- **Task details**: Please output every record exactly, keeping each line as it is.

(Point localization data)
================

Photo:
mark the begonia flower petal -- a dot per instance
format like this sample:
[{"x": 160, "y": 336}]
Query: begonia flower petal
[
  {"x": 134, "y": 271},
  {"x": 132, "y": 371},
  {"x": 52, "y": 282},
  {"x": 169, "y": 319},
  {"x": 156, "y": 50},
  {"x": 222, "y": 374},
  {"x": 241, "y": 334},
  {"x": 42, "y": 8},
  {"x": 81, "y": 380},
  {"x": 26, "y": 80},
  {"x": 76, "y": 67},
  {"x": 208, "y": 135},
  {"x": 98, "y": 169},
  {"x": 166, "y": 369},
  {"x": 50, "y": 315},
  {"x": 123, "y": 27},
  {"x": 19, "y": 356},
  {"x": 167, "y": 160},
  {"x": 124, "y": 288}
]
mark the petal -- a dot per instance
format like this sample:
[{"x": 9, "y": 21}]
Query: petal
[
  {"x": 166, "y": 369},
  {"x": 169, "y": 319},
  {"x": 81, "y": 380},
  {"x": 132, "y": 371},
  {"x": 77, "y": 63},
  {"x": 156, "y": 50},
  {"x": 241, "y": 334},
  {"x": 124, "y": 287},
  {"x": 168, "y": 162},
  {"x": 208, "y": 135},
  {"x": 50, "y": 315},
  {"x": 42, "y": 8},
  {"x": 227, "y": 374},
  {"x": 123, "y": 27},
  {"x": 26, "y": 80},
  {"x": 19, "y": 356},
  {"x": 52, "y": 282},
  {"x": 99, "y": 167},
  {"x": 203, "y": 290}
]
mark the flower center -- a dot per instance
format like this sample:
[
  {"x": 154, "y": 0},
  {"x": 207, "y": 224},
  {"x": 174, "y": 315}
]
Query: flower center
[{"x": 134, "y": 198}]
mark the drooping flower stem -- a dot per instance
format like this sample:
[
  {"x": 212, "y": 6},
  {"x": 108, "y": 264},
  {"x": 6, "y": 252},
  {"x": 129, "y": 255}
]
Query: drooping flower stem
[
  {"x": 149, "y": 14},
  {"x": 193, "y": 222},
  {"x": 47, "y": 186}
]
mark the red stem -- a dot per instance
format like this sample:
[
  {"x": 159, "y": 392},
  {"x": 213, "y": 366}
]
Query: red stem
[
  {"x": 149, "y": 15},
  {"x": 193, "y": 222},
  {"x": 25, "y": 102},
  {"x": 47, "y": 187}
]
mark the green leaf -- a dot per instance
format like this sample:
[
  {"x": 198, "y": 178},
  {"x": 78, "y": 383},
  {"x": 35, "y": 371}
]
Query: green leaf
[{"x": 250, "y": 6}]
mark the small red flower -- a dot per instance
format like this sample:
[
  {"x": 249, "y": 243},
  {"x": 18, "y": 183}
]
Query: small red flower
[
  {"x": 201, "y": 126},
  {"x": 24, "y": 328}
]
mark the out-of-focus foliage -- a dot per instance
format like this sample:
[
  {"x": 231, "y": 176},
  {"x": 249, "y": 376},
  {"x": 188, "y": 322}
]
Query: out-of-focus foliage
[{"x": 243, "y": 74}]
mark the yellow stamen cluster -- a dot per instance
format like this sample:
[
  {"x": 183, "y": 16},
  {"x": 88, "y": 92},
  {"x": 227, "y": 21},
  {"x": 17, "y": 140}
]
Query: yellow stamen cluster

================

- **Completed task**:
Photo:
mark the begonia flower petal -- a dot per instance
format like this sample:
[{"x": 160, "y": 336}]
Query: begonia flower petal
[
  {"x": 134, "y": 271},
  {"x": 132, "y": 371},
  {"x": 52, "y": 282},
  {"x": 169, "y": 319},
  {"x": 156, "y": 50},
  {"x": 222, "y": 374},
  {"x": 241, "y": 334},
  {"x": 42, "y": 8},
  {"x": 81, "y": 380},
  {"x": 26, "y": 80},
  {"x": 76, "y": 67},
  {"x": 208, "y": 135},
  {"x": 98, "y": 169},
  {"x": 166, "y": 369},
  {"x": 50, "y": 315},
  {"x": 123, "y": 27},
  {"x": 19, "y": 356},
  {"x": 167, "y": 160},
  {"x": 124, "y": 288}
]
mark the petal -- a dot per instance
format like this sample:
[{"x": 9, "y": 21}]
Query: petal
[
  {"x": 166, "y": 369},
  {"x": 169, "y": 319},
  {"x": 81, "y": 380},
  {"x": 132, "y": 371},
  {"x": 77, "y": 63},
  {"x": 156, "y": 50},
  {"x": 241, "y": 334},
  {"x": 124, "y": 287},
  {"x": 168, "y": 162},
  {"x": 208, "y": 135},
  {"x": 50, "y": 315},
  {"x": 42, "y": 8},
  {"x": 227, "y": 374},
  {"x": 123, "y": 27},
  {"x": 26, "y": 80},
  {"x": 19, "y": 356},
  {"x": 52, "y": 282},
  {"x": 99, "y": 167},
  {"x": 203, "y": 290}
]
mark the flower center -- a dot per instance
format like this sample:
[
  {"x": 154, "y": 0},
  {"x": 207, "y": 224},
  {"x": 174, "y": 315}
]
Query: flower center
[{"x": 134, "y": 198}]
mark the drooping flower stem -- a dot per instance
format like this sample:
[
  {"x": 212, "y": 6},
  {"x": 108, "y": 264},
  {"x": 6, "y": 252},
  {"x": 129, "y": 255}
]
Query: drooping flower stem
[
  {"x": 149, "y": 14},
  {"x": 193, "y": 222},
  {"x": 47, "y": 186}
]
mark the red stem -- a dot per instance
format like this sample:
[
  {"x": 159, "y": 392},
  {"x": 213, "y": 366}
]
Query: red stem
[
  {"x": 149, "y": 15},
  {"x": 193, "y": 222},
  {"x": 25, "y": 102},
  {"x": 47, "y": 187}
]
mark the green leaf -- a dot per instance
format like this sample:
[
  {"x": 198, "y": 178},
  {"x": 78, "y": 383},
  {"x": 35, "y": 371}
]
Query: green leaf
[{"x": 250, "y": 6}]
mark the small red flower -- a dot per instance
format like this sample:
[
  {"x": 249, "y": 243},
  {"x": 18, "y": 183}
]
Query: small red flower
[
  {"x": 201, "y": 126},
  {"x": 24, "y": 328}
]
mark the out-of-focus foliage -- a dot per instance
format like this sample:
[
  {"x": 231, "y": 176},
  {"x": 249, "y": 376},
  {"x": 188, "y": 322}
]
Query: out-of-focus foliage
[{"x": 243, "y": 74}]
mark the yellow stamen cluster -- a dot per instance
format like this sample:
[
  {"x": 183, "y": 16},
  {"x": 88, "y": 92},
  {"x": 227, "y": 21},
  {"x": 17, "y": 140}
]
Query: yellow stamen cluster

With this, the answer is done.